— Texte retenu —
········

"Nous sommes traumatisés": un chien et son propriétaire blessés par deux patous au col de l'Izoard

Les photos sont difficilement regardables tant les blessures de "Wendy" sont profondes. Ce chien, un bichon de 9 mois, a frôlé la mort après une attaque de deux "patous", des chiens qui protègent un troupeau d’ovins entre le Queyras et le Briançonnais, sur un parking près du col de l'Izoard (Hautes-Alpes) jeudi 11 juillet dernier.
"Nous sommes traumatisés et jamais nous aurions cru vivre ça", témoigne Michel Gobet, le propriétaire de ce chien Bichon frisé de neuf mois, auprès de BFM DICI.
En vacances quatre jours à Montgenèvre, Michel et Régine Gobet, originaires de Juliénas dans le Beaujolais, se sont arrêtés près du col de l'Izoard. "Nous nous sommes mis sur le parking où tout le monde se gare pour prendre des photos, donc vraiment sur la voie publique", explique Michel. Dès leur sortie du véhicule, la situation a dégénérée.
"Un premier patou est arrivé et voulait donner des coups de pattes à ma chienne. Je l’ai soulevée par le collier pour qu’on puisse la prendre dans les bras. Mais un deuxième patou nous l'a arrachée des bras en tirant Wendy par les fesses. On a lâché car elle aurait été déchiquetée".
Les propriétaires envisagent de déposer plainte
Le maître s'est alors jeté au sol et a mis sa main dans la gueule du patou pour qu'il cesse de mordre son chien. Le retraité lui, a été mordu au doigt. Un médecin a évalué les blessures à trois jours d’ITT.
"Nous avons hurlé et la bergère a rappliqué. Mais personne ne surveillait ces deux patous qui étaient en totale liberté sur le parking. Ma chienne était en laisse", assure Michel.
Avant d'ajouter: "Ce qui m’agace, c’est que nous étions sur un espace public, pas dans une pâture. J’ai isolé ma chienne et par chance, des vétérinaires italiens étaient sur place et ont apporté les premiers soins à Wendy."

········

— Tâches à réaliser —
A. Relevez tous les noms de lieux géographiques mentionnés dans l'article sur l'attaque au col de l'Izoard.
B. D'après l'article sur l'attaque au col de l'Izoard, quel âge a la chienne Wendy ?
C. Poursuivez l'article sur l'attaque au col de l'Izoard à partir de sa dernière phrase.

— Données recueillies —
········

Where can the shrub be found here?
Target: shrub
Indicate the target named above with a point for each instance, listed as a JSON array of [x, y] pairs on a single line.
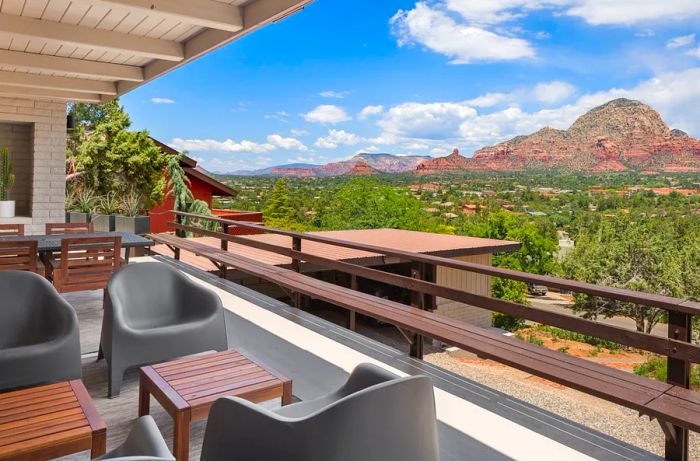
[[507, 322]]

········

— Réponses par tâche —
A. col de l'Izoard, Hautes-Alpes, Queyras, Briançonnais, Montgenèvre, Juliénas, Beaujolais

B. Neuf mois.

C.
Michel et Régine Gobet se sont rapidement rendus chez un vétérinaire de Briançon qui a opéré le Bichon. L’animal souffre de très nombreuses blessures et les frais s’élèvent à environ 800 euros.
"J’ai eu le propriétaire des patous au téléphone pour lui dire ce que j’en pense. Là, c’est notre chien mais il y avait du monde sur ce parking. Que pourrait-il se passer si c’était un enfant de deux ans? Je pense déposer plainte dans les prochains jours", conclut le retraité, de retour chez lui dans le Beaujolais.
"Je me sens démuni",témoigne l'éleveur
Cette plainte, le propriétaire des patous la redoute. "Franchement, je suis profondément désolé pour ce monsieur et son animal. J’adore les bêtes et cela me touche. Face à cette situation, je me sens démuni", témoigne l’éleveur, originaire des Bouches-du-Rhône, auprès de BFM DICI.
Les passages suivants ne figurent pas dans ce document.